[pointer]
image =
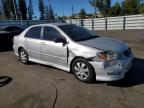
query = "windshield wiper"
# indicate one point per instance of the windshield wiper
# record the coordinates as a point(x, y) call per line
point(88, 38)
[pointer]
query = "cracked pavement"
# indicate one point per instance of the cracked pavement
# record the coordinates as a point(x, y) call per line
point(39, 86)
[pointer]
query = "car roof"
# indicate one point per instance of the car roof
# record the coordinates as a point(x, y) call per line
point(53, 24)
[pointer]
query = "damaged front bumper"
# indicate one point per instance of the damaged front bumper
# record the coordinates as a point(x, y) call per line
point(112, 70)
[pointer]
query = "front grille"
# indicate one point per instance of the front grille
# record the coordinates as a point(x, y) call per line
point(127, 52)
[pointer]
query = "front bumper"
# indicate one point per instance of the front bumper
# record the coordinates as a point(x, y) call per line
point(113, 72)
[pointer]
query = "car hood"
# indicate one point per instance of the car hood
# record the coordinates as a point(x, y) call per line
point(106, 44)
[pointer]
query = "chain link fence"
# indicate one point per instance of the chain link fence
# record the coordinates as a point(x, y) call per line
point(111, 23)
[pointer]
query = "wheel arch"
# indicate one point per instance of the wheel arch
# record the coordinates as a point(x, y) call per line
point(76, 57)
point(20, 49)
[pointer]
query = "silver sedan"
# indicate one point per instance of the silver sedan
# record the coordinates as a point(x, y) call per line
point(74, 49)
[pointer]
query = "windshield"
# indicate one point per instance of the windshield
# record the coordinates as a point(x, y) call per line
point(77, 33)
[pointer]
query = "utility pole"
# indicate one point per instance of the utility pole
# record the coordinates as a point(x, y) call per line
point(15, 11)
point(2, 8)
point(72, 12)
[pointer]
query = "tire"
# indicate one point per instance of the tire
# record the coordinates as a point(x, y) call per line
point(23, 55)
point(83, 70)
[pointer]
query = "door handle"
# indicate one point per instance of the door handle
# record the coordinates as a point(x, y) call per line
point(43, 43)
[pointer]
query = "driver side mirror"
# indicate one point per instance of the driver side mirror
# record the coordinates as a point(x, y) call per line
point(60, 40)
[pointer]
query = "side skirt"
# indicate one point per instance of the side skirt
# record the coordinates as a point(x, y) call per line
point(50, 64)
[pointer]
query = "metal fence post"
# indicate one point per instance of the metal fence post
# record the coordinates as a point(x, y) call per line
point(82, 22)
point(105, 23)
point(124, 23)
point(92, 24)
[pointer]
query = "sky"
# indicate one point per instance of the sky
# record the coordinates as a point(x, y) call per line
point(64, 7)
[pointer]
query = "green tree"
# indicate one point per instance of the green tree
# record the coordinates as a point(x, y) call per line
point(141, 8)
point(22, 9)
point(30, 10)
point(97, 5)
point(131, 6)
point(115, 9)
point(82, 13)
point(50, 13)
point(8, 9)
point(42, 9)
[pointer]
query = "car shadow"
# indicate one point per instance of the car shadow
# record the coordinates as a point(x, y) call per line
point(5, 49)
point(4, 80)
point(135, 76)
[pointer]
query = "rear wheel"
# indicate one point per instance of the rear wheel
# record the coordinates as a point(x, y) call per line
point(23, 55)
point(83, 70)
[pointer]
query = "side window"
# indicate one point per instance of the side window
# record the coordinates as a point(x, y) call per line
point(50, 33)
point(34, 32)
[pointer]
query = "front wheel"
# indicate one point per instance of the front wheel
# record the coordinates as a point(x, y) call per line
point(23, 55)
point(83, 70)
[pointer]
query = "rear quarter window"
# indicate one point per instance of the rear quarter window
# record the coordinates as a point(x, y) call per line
point(34, 32)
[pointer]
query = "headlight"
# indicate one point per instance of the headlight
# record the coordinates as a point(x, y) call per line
point(107, 56)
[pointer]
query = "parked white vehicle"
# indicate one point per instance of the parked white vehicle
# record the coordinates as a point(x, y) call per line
point(74, 49)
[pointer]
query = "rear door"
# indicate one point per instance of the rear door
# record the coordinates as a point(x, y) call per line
point(53, 52)
point(33, 41)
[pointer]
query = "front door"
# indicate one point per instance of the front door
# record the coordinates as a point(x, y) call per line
point(32, 42)
point(53, 52)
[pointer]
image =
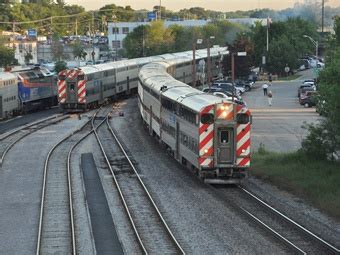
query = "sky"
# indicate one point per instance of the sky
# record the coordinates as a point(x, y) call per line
point(217, 5)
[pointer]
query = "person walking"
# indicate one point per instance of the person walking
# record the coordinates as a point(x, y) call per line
point(270, 79)
point(265, 89)
point(270, 98)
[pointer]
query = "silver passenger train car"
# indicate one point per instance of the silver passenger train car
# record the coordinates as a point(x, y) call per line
point(89, 86)
point(9, 102)
point(204, 132)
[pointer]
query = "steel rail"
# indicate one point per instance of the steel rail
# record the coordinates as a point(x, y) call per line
point(42, 203)
point(7, 134)
point(306, 231)
point(145, 189)
point(118, 188)
point(278, 235)
point(22, 137)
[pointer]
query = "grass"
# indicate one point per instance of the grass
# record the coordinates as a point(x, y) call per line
point(318, 182)
point(289, 78)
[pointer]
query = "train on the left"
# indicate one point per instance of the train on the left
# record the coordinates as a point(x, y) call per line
point(26, 90)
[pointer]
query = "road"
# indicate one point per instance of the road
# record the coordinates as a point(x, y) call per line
point(279, 127)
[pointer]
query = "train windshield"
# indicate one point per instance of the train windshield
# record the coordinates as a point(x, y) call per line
point(243, 118)
point(207, 118)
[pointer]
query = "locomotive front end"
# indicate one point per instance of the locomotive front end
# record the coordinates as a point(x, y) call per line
point(224, 142)
point(72, 90)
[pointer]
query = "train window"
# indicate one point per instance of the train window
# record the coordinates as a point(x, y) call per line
point(242, 118)
point(224, 136)
point(207, 118)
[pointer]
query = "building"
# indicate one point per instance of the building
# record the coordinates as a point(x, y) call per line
point(117, 31)
point(22, 49)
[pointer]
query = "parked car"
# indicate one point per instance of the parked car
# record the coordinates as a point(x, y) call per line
point(229, 85)
point(304, 88)
point(248, 85)
point(238, 100)
point(308, 99)
point(222, 90)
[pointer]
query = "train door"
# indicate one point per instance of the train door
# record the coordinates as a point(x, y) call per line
point(72, 92)
point(101, 90)
point(225, 145)
point(178, 140)
point(1, 107)
point(128, 85)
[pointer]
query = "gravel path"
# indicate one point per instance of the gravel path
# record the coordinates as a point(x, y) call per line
point(201, 223)
point(20, 188)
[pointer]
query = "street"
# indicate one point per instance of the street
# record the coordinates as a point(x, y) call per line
point(279, 127)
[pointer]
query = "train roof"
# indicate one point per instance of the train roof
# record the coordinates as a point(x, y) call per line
point(145, 60)
point(7, 76)
point(155, 77)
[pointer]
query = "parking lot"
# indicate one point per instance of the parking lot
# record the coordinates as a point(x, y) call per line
point(279, 127)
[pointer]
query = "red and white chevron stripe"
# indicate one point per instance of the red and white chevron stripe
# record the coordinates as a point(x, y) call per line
point(206, 140)
point(82, 91)
point(62, 91)
point(72, 73)
point(243, 141)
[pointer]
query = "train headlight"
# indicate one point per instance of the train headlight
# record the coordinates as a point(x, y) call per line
point(224, 107)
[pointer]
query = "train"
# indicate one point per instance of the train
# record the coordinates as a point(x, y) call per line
point(206, 133)
point(89, 86)
point(8, 94)
point(25, 90)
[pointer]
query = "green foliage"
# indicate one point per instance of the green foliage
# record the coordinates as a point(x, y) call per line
point(313, 179)
point(60, 66)
point(286, 43)
point(324, 138)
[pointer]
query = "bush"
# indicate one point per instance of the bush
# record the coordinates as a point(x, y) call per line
point(320, 142)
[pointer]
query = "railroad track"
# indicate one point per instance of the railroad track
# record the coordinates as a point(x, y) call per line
point(56, 234)
point(296, 237)
point(8, 140)
point(149, 226)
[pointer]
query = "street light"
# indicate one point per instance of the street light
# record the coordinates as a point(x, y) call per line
point(199, 41)
point(316, 44)
point(209, 60)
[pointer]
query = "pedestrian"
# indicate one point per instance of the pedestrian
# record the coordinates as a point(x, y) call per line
point(270, 98)
point(265, 89)
point(270, 79)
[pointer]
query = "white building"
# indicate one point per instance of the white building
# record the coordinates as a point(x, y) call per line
point(117, 31)
point(22, 49)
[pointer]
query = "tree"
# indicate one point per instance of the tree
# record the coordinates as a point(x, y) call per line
point(286, 43)
point(324, 138)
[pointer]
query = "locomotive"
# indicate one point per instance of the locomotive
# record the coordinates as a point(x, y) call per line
point(8, 94)
point(204, 132)
point(26, 90)
point(89, 86)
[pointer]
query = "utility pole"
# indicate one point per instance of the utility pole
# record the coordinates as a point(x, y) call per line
point(194, 64)
point(208, 65)
point(76, 26)
point(323, 15)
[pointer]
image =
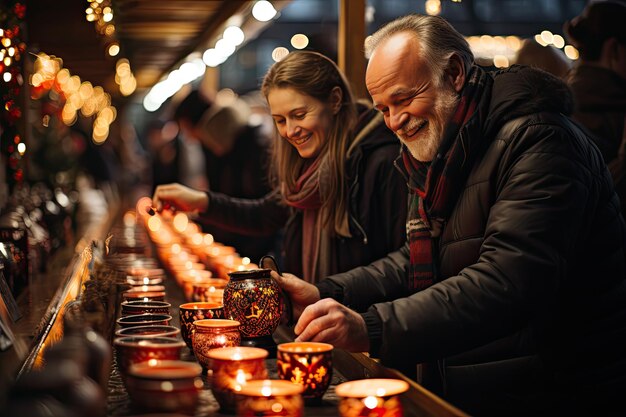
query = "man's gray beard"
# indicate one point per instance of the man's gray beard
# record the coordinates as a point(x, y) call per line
point(425, 148)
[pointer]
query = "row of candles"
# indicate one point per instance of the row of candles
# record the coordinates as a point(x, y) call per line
point(148, 356)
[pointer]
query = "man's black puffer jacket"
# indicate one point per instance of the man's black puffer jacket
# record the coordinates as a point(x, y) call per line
point(529, 316)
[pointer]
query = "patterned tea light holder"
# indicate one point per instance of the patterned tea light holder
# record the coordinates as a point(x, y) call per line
point(270, 398)
point(371, 397)
point(230, 369)
point(212, 334)
point(190, 312)
point(309, 364)
point(254, 299)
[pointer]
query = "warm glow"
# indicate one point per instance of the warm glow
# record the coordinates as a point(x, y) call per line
point(279, 53)
point(571, 52)
point(234, 35)
point(263, 11)
point(433, 7)
point(299, 41)
point(154, 223)
point(180, 222)
point(370, 402)
point(114, 49)
point(547, 37)
point(500, 61)
point(558, 41)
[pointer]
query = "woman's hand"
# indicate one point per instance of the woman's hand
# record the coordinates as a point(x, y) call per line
point(179, 197)
point(300, 292)
point(331, 322)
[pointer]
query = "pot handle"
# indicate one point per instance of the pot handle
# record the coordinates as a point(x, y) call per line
point(269, 262)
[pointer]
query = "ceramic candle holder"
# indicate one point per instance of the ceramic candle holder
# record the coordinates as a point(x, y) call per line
point(254, 299)
point(130, 308)
point(144, 320)
point(309, 364)
point(190, 312)
point(143, 295)
point(270, 398)
point(145, 272)
point(211, 334)
point(208, 290)
point(137, 281)
point(367, 397)
point(148, 332)
point(167, 386)
point(230, 369)
point(130, 350)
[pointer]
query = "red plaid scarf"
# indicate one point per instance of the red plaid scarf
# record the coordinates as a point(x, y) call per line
point(435, 187)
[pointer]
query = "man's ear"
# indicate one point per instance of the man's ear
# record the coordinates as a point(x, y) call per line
point(336, 96)
point(455, 73)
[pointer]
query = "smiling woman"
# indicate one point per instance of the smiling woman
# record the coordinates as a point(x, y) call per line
point(336, 193)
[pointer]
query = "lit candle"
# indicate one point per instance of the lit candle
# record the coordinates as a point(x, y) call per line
point(230, 369)
point(367, 397)
point(270, 398)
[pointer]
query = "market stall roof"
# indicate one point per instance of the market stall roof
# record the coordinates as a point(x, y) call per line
point(154, 35)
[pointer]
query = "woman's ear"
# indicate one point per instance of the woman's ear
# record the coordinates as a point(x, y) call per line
point(336, 96)
point(455, 72)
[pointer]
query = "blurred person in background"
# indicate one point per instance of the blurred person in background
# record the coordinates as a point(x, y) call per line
point(547, 58)
point(598, 81)
point(335, 191)
point(235, 158)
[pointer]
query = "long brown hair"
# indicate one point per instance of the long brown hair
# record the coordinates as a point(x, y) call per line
point(315, 75)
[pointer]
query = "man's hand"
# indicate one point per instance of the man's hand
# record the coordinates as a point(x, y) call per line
point(180, 198)
point(300, 292)
point(331, 322)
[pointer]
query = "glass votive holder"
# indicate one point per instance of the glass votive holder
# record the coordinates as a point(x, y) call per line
point(230, 369)
point(309, 364)
point(131, 349)
point(165, 386)
point(144, 320)
point(138, 281)
point(145, 272)
point(211, 334)
point(130, 308)
point(367, 397)
point(143, 295)
point(190, 312)
point(149, 331)
point(207, 290)
point(269, 397)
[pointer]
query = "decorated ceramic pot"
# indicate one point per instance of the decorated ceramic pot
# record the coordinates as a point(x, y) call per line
point(254, 299)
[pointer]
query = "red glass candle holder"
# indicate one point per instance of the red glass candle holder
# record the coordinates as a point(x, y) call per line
point(144, 320)
point(213, 334)
point(230, 369)
point(190, 312)
point(149, 331)
point(269, 398)
point(254, 299)
point(134, 307)
point(371, 397)
point(130, 350)
point(208, 289)
point(171, 386)
point(309, 364)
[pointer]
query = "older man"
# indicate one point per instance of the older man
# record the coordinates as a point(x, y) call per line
point(513, 277)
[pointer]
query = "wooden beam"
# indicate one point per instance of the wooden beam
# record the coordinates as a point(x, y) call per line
point(351, 58)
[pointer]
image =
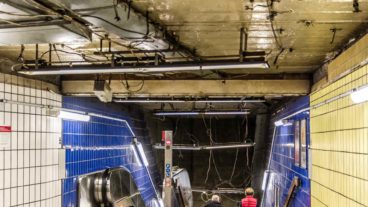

▶ Exercise aim
Starting with the first line and going on through the line with "point(113, 72)", rewrite the lines with "cracked pavement" changed to "broken asphalt" and nothing else changed. Leave the pictures out of your answer.

▶ Task response
[pointer]
image =
query = "windshield wiper"
# indicate one point per instance of the windshield wiper
# record the coordinates as a point(x, y) call per line
point(88, 38)
[pointer]
query = "broken asphalt"
# indicate one point per instance of the broken asphalt
# record the coordinates as a point(x, y) call per line
point(39, 86)
[pointer]
query = "car roof"
# indicate one point per instance of the car roof
# record the coordinates as a point(x, y) call per line
point(53, 24)
[pointer]
query = "damaged front bumper"
# indicate one point per instance of the damaged front bumper
# record the coordinates as a point(x, y) call per line
point(112, 70)
[pointer]
query = "front grille"
# indicate one point per instance of the front grille
# record the coordinates as a point(x, y) call per line
point(127, 52)
[pointer]
query = "front bumper"
# indicate one point per instance of the front bumper
# record the coordinates as a point(x, y) call per line
point(113, 72)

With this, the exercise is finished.